Description of the task: Pick out and copy every line of the material below that contains the word "blue".

Excerpt from a dataset:
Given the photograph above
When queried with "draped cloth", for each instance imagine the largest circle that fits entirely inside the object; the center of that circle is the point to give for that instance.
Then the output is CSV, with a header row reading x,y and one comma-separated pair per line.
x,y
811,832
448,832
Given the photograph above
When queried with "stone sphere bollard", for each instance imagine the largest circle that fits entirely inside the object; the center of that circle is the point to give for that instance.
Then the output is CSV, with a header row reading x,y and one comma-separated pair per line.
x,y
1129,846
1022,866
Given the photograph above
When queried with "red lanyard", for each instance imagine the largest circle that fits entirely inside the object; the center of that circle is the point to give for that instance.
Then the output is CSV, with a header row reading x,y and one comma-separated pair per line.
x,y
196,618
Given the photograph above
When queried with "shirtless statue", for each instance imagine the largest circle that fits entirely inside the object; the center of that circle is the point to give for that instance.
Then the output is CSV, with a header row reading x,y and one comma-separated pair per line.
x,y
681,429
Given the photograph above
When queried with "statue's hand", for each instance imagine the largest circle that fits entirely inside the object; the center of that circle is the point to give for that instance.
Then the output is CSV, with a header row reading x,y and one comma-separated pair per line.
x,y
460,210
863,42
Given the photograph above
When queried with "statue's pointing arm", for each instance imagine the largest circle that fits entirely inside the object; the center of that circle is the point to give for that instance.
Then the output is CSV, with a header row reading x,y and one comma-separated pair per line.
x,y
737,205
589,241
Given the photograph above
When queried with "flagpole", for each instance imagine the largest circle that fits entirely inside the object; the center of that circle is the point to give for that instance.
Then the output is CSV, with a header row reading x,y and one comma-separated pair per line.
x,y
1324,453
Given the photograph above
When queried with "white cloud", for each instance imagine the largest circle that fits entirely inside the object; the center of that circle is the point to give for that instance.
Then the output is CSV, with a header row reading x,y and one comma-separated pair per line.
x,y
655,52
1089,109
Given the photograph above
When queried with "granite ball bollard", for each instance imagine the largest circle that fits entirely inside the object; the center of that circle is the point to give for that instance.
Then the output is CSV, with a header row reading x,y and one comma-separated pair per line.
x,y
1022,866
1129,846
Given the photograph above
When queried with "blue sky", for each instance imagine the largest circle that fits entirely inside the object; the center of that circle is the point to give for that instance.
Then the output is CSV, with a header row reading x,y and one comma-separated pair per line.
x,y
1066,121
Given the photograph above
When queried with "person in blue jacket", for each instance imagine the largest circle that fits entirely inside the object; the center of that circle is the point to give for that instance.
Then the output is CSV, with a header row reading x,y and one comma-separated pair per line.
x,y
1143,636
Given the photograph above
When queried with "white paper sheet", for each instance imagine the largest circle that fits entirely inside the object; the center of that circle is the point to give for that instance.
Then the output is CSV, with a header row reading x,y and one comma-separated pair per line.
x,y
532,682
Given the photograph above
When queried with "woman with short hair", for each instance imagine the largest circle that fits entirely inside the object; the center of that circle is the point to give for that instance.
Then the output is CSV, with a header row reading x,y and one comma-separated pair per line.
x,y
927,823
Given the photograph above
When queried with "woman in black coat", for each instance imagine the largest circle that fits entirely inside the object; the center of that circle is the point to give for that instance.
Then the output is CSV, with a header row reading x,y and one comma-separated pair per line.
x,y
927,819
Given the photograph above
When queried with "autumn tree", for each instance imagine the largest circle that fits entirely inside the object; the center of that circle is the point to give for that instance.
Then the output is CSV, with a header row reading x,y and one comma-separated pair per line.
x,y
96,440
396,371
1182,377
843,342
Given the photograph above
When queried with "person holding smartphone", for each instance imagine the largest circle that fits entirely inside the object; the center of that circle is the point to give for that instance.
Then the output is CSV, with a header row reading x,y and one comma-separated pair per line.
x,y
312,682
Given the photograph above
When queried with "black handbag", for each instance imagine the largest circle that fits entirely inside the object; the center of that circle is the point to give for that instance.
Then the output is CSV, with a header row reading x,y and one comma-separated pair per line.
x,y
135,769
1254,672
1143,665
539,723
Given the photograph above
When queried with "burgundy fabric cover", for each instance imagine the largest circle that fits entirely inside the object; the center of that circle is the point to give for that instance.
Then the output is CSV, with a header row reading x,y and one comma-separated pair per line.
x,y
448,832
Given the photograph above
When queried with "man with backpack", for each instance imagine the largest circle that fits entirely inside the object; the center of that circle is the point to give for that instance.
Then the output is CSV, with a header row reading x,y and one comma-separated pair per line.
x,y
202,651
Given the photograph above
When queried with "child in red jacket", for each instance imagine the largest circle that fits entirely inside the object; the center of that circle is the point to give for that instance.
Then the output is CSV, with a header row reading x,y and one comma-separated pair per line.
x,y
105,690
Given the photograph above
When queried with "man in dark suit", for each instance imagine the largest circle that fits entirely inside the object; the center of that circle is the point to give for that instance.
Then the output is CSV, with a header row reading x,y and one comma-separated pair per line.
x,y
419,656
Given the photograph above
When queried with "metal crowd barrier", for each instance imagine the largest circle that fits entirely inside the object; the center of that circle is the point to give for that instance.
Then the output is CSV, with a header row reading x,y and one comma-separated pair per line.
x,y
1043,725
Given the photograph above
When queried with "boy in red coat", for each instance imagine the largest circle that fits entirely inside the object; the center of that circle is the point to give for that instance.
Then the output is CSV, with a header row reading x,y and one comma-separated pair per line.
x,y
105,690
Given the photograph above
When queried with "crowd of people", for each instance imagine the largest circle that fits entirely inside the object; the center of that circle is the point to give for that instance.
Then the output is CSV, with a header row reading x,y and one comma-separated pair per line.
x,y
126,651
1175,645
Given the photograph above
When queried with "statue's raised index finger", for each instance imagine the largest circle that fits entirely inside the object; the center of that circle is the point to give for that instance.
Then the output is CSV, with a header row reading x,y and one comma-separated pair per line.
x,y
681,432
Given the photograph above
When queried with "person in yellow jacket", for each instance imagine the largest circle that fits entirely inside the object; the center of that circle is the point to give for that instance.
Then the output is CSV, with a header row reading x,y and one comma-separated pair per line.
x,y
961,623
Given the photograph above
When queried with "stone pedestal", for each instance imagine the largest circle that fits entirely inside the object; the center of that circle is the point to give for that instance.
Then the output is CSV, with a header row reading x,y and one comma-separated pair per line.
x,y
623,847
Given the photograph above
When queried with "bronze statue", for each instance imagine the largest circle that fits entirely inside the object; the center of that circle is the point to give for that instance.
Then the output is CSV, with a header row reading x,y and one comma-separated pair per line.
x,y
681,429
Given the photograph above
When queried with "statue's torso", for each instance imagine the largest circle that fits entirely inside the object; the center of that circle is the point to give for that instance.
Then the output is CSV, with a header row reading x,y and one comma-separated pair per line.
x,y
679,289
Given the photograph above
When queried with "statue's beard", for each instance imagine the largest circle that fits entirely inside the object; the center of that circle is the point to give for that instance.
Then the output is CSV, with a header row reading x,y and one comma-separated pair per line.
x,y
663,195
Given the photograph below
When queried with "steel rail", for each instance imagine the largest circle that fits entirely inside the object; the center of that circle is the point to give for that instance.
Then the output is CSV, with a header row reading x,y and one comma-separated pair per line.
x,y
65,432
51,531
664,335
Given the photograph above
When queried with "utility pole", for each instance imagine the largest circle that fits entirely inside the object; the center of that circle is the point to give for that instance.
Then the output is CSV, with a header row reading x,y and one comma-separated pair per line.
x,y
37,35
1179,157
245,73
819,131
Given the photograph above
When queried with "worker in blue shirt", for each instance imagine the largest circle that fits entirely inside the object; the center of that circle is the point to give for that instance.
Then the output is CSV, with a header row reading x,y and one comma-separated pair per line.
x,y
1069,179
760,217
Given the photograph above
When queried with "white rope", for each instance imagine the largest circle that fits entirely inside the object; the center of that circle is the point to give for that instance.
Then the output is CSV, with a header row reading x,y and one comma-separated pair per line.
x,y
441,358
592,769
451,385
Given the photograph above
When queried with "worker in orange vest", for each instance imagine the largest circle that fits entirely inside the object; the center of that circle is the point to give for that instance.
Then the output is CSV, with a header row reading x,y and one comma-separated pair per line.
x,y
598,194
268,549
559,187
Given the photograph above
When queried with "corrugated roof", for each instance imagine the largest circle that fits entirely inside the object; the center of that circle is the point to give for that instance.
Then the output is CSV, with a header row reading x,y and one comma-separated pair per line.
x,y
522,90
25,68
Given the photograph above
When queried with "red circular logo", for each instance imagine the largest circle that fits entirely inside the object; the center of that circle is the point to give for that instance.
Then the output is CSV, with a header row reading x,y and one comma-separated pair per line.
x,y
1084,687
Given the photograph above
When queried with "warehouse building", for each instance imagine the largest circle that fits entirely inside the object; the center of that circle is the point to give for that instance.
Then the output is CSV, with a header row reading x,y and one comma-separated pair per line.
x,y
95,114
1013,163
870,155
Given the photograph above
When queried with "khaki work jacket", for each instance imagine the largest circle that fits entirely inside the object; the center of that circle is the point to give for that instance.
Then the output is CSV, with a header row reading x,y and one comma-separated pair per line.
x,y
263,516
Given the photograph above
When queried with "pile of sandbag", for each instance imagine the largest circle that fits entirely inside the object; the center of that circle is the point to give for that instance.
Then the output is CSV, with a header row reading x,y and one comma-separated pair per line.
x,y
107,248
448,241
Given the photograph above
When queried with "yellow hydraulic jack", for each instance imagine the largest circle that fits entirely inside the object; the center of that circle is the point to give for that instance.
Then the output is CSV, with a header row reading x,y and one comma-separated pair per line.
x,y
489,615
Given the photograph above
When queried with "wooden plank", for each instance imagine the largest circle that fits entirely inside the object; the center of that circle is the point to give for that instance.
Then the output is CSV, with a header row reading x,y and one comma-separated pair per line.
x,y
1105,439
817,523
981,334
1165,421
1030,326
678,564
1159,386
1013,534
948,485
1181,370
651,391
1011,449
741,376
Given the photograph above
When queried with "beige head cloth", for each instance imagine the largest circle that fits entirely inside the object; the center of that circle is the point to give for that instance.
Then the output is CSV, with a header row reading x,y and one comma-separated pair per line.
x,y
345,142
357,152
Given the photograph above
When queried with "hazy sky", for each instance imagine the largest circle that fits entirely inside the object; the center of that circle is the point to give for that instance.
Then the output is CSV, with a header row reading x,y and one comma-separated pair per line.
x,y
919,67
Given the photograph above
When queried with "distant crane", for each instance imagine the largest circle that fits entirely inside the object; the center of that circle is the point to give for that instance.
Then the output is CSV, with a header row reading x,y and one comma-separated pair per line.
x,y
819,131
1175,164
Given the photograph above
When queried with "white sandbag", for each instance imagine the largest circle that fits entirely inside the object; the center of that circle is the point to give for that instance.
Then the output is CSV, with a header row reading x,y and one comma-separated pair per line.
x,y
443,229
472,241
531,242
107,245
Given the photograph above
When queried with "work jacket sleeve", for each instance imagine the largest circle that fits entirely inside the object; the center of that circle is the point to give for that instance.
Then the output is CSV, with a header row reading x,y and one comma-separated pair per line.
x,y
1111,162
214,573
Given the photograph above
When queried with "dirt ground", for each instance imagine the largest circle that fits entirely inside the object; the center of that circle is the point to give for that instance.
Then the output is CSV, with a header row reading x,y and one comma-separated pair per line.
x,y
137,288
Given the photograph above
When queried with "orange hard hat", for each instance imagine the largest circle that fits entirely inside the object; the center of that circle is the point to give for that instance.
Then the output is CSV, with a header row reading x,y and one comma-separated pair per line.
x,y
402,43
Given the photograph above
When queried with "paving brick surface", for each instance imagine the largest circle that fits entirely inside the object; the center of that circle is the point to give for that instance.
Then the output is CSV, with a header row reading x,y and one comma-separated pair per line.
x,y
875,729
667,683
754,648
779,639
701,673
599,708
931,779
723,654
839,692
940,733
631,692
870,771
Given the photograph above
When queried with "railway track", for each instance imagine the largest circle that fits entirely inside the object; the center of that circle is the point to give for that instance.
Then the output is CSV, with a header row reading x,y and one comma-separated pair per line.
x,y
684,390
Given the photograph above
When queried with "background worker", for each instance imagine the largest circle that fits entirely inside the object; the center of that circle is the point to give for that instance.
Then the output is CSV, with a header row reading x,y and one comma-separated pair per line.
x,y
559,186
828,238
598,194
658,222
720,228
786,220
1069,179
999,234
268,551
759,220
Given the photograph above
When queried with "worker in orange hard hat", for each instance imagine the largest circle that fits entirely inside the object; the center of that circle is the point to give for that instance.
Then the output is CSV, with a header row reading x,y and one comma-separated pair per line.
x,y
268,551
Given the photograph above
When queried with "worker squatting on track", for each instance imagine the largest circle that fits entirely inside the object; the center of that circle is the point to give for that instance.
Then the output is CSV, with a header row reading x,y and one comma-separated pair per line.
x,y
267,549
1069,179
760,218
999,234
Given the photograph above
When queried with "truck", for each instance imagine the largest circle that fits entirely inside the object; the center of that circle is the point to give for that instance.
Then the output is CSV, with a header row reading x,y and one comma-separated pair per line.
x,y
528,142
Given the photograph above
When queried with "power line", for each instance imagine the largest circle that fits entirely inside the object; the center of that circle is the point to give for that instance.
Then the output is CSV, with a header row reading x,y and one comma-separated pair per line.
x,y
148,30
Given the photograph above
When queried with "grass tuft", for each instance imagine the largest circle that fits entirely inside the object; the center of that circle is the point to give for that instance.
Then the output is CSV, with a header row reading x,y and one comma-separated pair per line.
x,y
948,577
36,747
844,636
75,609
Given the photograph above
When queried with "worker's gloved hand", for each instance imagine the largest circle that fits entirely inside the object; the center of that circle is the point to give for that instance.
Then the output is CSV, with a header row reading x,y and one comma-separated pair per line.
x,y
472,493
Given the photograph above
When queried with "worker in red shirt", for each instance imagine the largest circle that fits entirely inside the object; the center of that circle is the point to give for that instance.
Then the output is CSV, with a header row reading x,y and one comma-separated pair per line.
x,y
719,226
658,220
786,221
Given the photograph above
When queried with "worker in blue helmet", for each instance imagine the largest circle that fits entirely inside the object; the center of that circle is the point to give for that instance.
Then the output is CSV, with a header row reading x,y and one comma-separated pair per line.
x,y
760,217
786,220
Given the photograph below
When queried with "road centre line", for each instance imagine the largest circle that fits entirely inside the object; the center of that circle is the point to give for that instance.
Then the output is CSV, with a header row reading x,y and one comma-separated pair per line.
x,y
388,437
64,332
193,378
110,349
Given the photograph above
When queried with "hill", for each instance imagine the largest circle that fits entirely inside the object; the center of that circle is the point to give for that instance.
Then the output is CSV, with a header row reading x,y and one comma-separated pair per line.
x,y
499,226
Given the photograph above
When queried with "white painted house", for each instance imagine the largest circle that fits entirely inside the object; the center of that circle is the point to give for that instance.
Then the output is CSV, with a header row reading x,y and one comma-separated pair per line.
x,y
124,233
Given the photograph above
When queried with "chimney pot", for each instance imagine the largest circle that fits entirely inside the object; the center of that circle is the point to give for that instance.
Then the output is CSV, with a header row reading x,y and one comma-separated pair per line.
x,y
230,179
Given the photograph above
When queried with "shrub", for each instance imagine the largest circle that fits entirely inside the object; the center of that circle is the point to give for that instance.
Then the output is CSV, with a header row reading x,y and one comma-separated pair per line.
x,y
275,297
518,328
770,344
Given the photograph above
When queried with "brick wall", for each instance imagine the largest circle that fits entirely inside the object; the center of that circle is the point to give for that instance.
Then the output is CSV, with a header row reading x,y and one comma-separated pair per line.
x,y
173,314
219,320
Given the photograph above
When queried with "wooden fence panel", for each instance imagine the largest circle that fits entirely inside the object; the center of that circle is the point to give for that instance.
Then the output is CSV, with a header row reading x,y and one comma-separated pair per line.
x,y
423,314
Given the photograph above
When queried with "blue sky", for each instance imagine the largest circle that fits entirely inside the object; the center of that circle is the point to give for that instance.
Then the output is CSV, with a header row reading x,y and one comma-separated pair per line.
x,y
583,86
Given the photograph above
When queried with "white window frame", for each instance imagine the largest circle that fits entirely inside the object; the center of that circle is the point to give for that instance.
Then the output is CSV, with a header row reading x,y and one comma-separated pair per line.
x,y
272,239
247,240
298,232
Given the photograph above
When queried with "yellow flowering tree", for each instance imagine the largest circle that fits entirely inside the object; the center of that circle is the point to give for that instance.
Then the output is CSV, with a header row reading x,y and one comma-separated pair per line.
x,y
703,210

Solution to this task:
When queried with "blue sky", for each instance imagine the largest circle that fits entirely inside the object; the center of that circle is the point to give for that instance.
When queried with "person in blue jacket", for each instance imagine the largest circle that fits entirely inside the object; the center of that circle is the point to give for that instance.
When queried with "worker in blue shirt", for each instance imagine the largest circle that fits entirely inside the object; the center of that circle is the point to give for that instance.
When queried with "worker in blue helmet", for each instance imagine the largest circle that fits entirely inside the object; the center of that circle is the point to give for that instance.
When queried with "blue sky", for each instance imagine the largest circle that fits entirely inside the object; the center of that circle is the point to give for that instance.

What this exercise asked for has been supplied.